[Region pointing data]
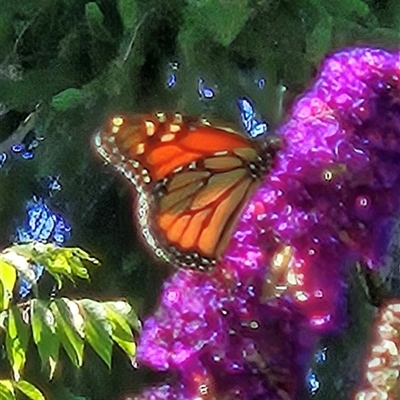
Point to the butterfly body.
(192, 179)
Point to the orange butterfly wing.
(192, 178)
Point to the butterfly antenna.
(135, 33)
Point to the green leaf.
(121, 329)
(17, 338)
(8, 276)
(128, 13)
(123, 309)
(44, 334)
(29, 390)
(58, 262)
(97, 328)
(6, 390)
(318, 42)
(67, 99)
(69, 328)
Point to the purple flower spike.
(335, 190)
(246, 330)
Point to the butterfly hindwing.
(192, 180)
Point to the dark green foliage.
(82, 60)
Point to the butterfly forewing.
(192, 178)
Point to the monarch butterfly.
(192, 180)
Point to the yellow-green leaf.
(6, 390)
(97, 329)
(29, 390)
(17, 338)
(44, 333)
(8, 276)
(121, 330)
(69, 328)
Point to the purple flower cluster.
(245, 330)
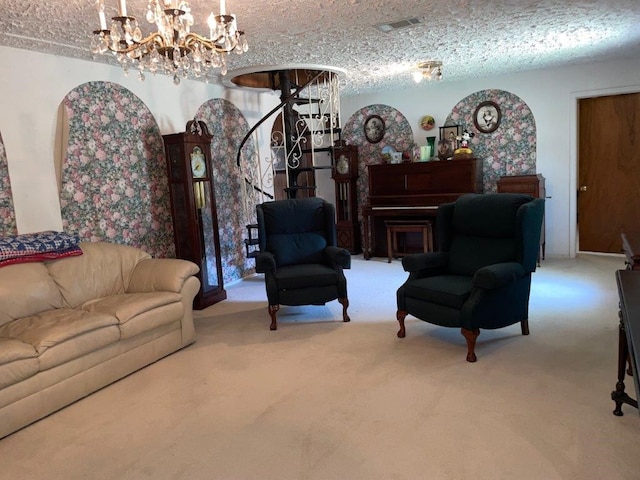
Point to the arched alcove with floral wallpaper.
(7, 214)
(113, 175)
(235, 203)
(398, 134)
(508, 150)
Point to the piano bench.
(394, 227)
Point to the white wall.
(552, 96)
(33, 85)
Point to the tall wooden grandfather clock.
(193, 206)
(345, 174)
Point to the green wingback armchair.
(480, 277)
(299, 256)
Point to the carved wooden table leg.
(400, 316)
(619, 396)
(272, 312)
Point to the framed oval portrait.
(374, 128)
(487, 117)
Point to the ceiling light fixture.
(173, 49)
(429, 70)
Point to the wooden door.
(608, 171)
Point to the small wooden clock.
(345, 175)
(193, 207)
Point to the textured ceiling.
(471, 38)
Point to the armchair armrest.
(338, 256)
(265, 262)
(425, 261)
(498, 275)
(161, 274)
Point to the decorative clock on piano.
(345, 174)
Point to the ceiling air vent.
(389, 27)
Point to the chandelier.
(173, 49)
(429, 70)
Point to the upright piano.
(413, 191)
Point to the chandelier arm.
(154, 37)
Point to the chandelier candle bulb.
(103, 19)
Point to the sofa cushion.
(63, 334)
(26, 290)
(139, 312)
(18, 360)
(103, 270)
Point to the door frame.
(573, 155)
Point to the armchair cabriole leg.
(400, 316)
(345, 304)
(471, 337)
(272, 313)
(524, 325)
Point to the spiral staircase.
(305, 130)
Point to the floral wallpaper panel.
(7, 214)
(114, 180)
(235, 200)
(508, 150)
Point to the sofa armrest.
(424, 262)
(337, 256)
(498, 275)
(265, 262)
(161, 274)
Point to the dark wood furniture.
(396, 227)
(628, 282)
(631, 249)
(345, 175)
(413, 191)
(193, 207)
(531, 185)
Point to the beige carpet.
(320, 399)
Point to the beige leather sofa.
(69, 327)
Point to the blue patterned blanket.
(38, 246)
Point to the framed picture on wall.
(450, 133)
(487, 117)
(374, 128)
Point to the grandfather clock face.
(342, 165)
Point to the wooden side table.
(631, 249)
(394, 227)
(628, 282)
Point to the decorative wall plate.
(427, 122)
(487, 117)
(374, 128)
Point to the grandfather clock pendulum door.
(345, 175)
(193, 206)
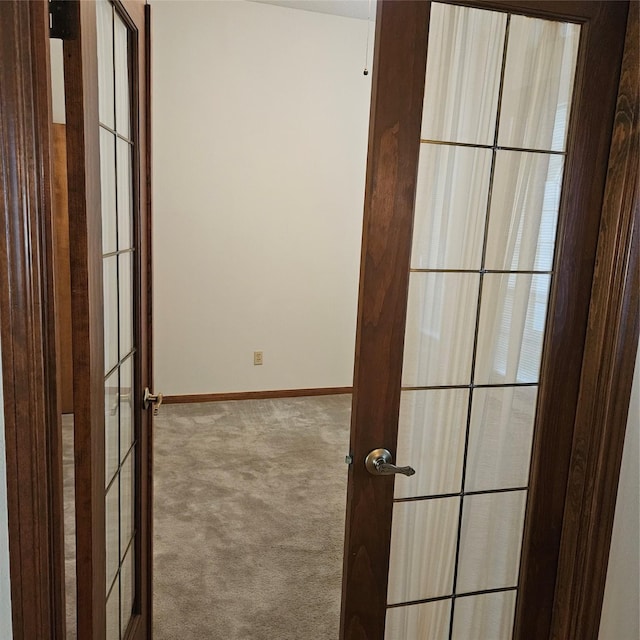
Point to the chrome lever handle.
(152, 399)
(378, 463)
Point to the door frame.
(28, 334)
(396, 108)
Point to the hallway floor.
(249, 519)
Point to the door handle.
(152, 399)
(378, 463)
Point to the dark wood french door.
(482, 211)
(105, 68)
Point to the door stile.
(394, 140)
(27, 324)
(612, 342)
(85, 232)
(588, 143)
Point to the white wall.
(5, 586)
(620, 612)
(260, 124)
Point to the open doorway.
(260, 125)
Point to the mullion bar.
(494, 385)
(480, 271)
(123, 252)
(477, 326)
(460, 494)
(452, 596)
(118, 135)
(494, 147)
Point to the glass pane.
(441, 319)
(108, 190)
(451, 205)
(419, 528)
(110, 286)
(125, 199)
(126, 501)
(524, 211)
(111, 426)
(126, 304)
(512, 319)
(431, 434)
(464, 60)
(127, 588)
(490, 538)
(500, 438)
(121, 59)
(429, 621)
(104, 15)
(486, 616)
(112, 521)
(126, 406)
(113, 614)
(538, 83)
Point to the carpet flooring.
(249, 519)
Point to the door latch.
(149, 399)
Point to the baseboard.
(255, 395)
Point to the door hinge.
(61, 19)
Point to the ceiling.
(361, 9)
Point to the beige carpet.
(249, 519)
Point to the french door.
(489, 138)
(105, 51)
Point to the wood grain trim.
(605, 387)
(589, 139)
(392, 166)
(255, 395)
(85, 234)
(27, 318)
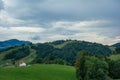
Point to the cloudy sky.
(49, 20)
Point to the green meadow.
(39, 72)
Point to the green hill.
(39, 72)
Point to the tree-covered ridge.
(49, 53)
(12, 43)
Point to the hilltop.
(56, 52)
(12, 43)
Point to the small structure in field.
(22, 63)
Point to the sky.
(49, 20)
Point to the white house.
(22, 63)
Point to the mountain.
(12, 43)
(57, 52)
(116, 45)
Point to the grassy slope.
(39, 72)
(27, 59)
(115, 57)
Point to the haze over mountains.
(12, 43)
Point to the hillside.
(39, 72)
(12, 43)
(57, 52)
(116, 45)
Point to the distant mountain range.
(12, 43)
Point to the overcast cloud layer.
(49, 20)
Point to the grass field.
(38, 72)
(115, 57)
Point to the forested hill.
(116, 45)
(58, 52)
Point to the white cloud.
(79, 25)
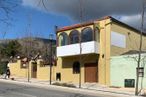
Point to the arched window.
(63, 39)
(76, 67)
(87, 34)
(74, 37)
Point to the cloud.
(128, 10)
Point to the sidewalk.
(88, 87)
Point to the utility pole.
(140, 48)
(28, 45)
(80, 40)
(51, 39)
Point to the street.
(15, 90)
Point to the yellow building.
(36, 69)
(84, 50)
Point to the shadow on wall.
(67, 62)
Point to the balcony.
(91, 47)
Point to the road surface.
(17, 90)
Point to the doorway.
(91, 72)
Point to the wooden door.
(34, 70)
(91, 72)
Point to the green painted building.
(123, 71)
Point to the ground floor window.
(76, 67)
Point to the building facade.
(84, 50)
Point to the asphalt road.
(15, 90)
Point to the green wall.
(124, 67)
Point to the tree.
(6, 8)
(12, 48)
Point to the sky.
(30, 16)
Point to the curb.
(85, 91)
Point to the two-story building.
(84, 50)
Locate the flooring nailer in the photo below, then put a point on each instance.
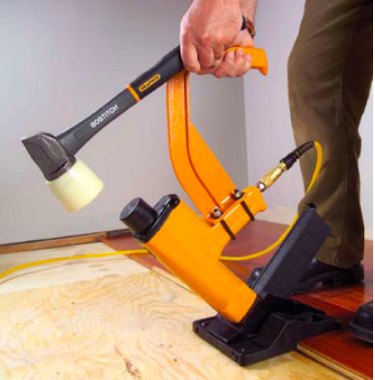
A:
(253, 323)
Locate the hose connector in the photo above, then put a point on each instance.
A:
(271, 177)
(285, 164)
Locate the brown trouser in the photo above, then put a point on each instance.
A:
(330, 75)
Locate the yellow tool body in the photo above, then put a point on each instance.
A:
(190, 246)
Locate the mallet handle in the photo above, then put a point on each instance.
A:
(74, 138)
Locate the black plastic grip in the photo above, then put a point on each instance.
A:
(161, 72)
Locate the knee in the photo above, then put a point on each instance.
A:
(298, 67)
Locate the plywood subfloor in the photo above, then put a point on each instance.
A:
(339, 350)
(114, 319)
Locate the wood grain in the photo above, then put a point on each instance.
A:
(134, 325)
(339, 349)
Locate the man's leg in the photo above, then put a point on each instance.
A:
(330, 75)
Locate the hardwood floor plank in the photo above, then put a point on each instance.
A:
(340, 348)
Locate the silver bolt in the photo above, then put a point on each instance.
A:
(216, 213)
(237, 194)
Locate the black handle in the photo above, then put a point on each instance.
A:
(74, 138)
(161, 72)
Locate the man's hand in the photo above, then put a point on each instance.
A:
(207, 29)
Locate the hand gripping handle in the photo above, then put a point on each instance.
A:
(171, 64)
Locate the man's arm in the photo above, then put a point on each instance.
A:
(208, 28)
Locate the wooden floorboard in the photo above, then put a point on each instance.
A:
(339, 348)
(115, 319)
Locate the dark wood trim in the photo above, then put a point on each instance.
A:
(64, 241)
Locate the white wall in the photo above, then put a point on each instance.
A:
(269, 133)
(60, 60)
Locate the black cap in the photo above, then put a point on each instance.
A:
(138, 215)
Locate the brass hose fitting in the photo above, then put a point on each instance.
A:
(286, 163)
(271, 177)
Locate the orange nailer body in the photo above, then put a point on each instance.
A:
(189, 245)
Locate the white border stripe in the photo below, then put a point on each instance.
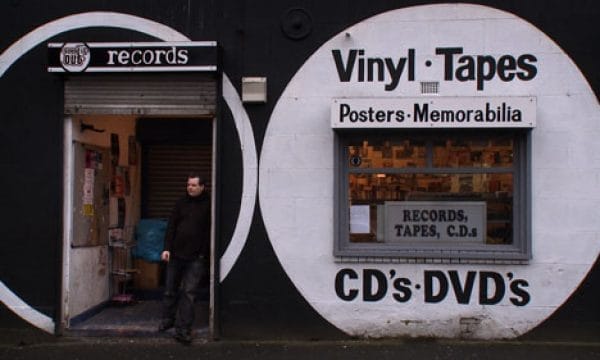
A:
(25, 311)
(250, 178)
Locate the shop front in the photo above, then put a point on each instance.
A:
(419, 171)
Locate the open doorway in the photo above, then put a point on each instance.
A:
(123, 174)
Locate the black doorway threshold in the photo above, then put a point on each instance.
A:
(139, 318)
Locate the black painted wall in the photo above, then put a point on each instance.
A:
(257, 299)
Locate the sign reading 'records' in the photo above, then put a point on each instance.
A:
(133, 57)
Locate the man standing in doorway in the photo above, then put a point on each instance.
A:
(187, 244)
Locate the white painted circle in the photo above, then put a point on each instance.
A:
(242, 123)
(296, 192)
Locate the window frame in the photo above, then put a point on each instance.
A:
(519, 250)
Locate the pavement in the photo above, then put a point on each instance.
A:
(561, 340)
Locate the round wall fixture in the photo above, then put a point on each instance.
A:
(296, 24)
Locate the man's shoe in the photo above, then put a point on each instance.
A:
(183, 336)
(165, 325)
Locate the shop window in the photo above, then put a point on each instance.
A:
(458, 195)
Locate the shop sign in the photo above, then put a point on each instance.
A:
(133, 57)
(434, 112)
(434, 221)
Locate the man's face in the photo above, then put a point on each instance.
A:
(194, 187)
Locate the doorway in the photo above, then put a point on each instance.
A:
(124, 171)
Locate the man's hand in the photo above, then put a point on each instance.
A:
(165, 255)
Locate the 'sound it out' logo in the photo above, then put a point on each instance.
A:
(75, 57)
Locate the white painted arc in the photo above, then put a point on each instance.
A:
(242, 122)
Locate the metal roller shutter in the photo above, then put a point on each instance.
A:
(166, 167)
(141, 94)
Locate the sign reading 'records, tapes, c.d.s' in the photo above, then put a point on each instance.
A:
(133, 57)
(433, 221)
(438, 112)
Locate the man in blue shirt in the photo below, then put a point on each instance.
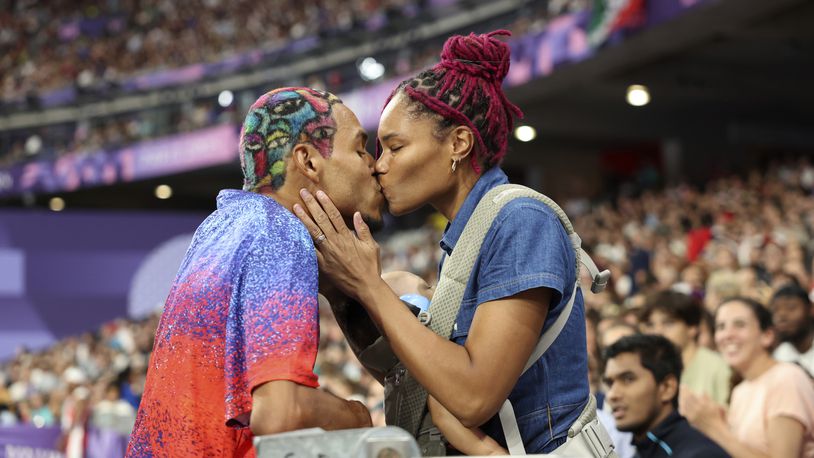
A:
(642, 373)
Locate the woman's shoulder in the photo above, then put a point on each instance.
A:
(526, 209)
(788, 372)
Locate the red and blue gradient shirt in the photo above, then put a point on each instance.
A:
(243, 311)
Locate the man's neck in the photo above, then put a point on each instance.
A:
(665, 412)
(803, 343)
(688, 353)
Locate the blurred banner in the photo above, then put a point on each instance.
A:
(28, 441)
(173, 154)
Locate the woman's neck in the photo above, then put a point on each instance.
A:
(450, 203)
(759, 366)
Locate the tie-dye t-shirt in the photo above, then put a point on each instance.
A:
(243, 311)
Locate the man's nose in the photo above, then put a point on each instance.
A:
(613, 393)
(382, 164)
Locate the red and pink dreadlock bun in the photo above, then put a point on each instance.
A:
(465, 89)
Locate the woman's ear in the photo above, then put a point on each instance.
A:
(306, 160)
(767, 339)
(462, 142)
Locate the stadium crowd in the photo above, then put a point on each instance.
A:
(749, 236)
(96, 46)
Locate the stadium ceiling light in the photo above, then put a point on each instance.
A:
(370, 69)
(525, 133)
(163, 191)
(56, 204)
(33, 145)
(225, 98)
(638, 95)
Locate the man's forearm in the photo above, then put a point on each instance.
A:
(324, 410)
(280, 406)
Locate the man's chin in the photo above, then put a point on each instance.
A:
(374, 222)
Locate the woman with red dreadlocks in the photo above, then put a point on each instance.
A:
(442, 136)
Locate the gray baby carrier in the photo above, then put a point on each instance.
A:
(406, 400)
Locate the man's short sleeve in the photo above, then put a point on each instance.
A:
(273, 324)
(526, 248)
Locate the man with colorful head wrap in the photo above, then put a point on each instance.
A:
(235, 349)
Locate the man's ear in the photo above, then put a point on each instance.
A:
(307, 161)
(668, 389)
(694, 332)
(463, 140)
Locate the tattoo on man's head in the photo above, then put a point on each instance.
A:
(276, 122)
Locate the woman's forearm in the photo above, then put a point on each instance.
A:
(443, 367)
(720, 433)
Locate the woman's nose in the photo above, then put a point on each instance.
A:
(382, 164)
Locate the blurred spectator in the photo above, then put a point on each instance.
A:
(791, 314)
(642, 374)
(678, 317)
(772, 411)
(113, 412)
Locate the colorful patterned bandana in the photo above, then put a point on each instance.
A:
(276, 122)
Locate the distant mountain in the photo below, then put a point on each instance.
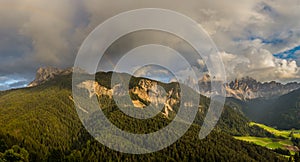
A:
(248, 88)
(42, 120)
(44, 74)
(243, 89)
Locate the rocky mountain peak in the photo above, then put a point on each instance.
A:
(44, 74)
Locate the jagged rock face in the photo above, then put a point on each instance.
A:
(44, 74)
(249, 88)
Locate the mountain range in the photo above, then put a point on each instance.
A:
(243, 89)
(40, 123)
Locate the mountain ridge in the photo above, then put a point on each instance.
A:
(245, 88)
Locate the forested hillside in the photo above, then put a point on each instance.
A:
(41, 124)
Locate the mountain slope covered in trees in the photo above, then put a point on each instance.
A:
(41, 124)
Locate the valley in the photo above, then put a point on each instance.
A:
(40, 123)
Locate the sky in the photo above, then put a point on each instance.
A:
(255, 38)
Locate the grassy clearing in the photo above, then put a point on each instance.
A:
(281, 140)
(278, 133)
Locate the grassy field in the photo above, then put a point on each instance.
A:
(278, 133)
(271, 143)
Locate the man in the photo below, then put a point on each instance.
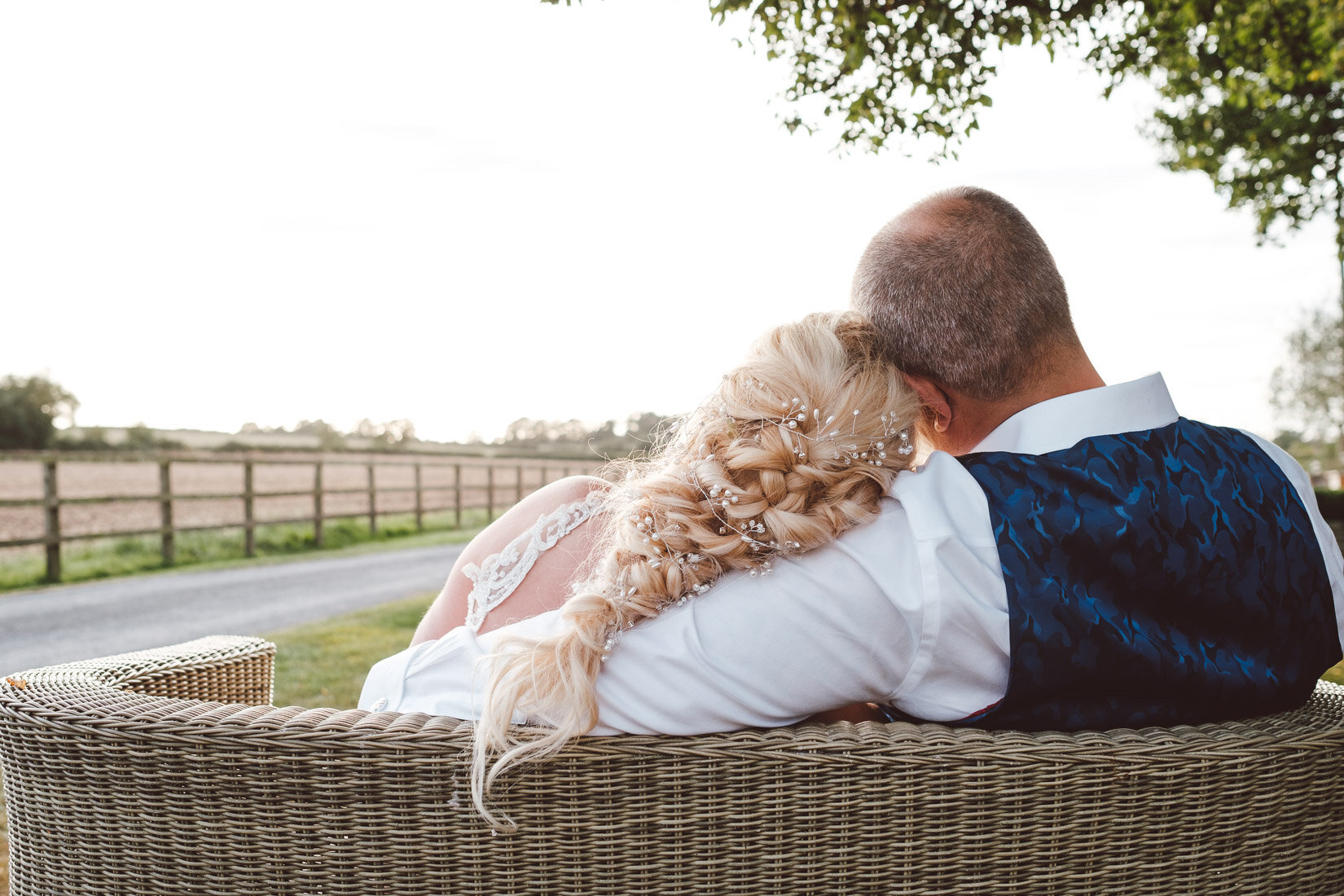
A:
(1073, 556)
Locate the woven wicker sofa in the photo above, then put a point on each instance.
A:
(167, 771)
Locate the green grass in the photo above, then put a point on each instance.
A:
(323, 664)
(107, 558)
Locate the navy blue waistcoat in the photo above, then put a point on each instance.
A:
(1155, 578)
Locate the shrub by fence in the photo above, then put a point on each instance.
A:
(116, 494)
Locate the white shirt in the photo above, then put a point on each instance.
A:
(909, 610)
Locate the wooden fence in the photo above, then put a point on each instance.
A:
(460, 484)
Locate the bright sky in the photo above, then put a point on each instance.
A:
(464, 214)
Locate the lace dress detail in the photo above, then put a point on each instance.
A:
(500, 574)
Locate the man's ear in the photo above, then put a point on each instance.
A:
(933, 397)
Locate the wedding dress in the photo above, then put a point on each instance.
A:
(500, 574)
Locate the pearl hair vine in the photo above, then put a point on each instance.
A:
(804, 434)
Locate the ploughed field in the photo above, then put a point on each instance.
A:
(138, 481)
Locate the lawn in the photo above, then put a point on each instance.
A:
(107, 558)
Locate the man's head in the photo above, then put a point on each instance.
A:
(968, 300)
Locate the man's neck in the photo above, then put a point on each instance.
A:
(975, 419)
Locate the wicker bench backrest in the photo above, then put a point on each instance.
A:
(167, 771)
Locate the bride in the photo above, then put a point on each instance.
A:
(796, 446)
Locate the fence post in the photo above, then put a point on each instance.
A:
(457, 496)
(51, 507)
(372, 503)
(169, 548)
(318, 504)
(419, 501)
(249, 513)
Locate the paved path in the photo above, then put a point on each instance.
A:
(99, 618)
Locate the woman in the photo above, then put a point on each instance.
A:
(797, 445)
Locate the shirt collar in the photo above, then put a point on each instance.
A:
(1065, 421)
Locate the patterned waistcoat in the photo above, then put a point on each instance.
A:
(1160, 577)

» EXERCISE DETAILS
Which lines of the records above contain the word "hose"? Report each one in full.

» WORKED SOLUTION
Locate the hose connector in the photo above, then put a point on each instance.
Locate the brass hose fitting in the photo above, then put a point on each instance.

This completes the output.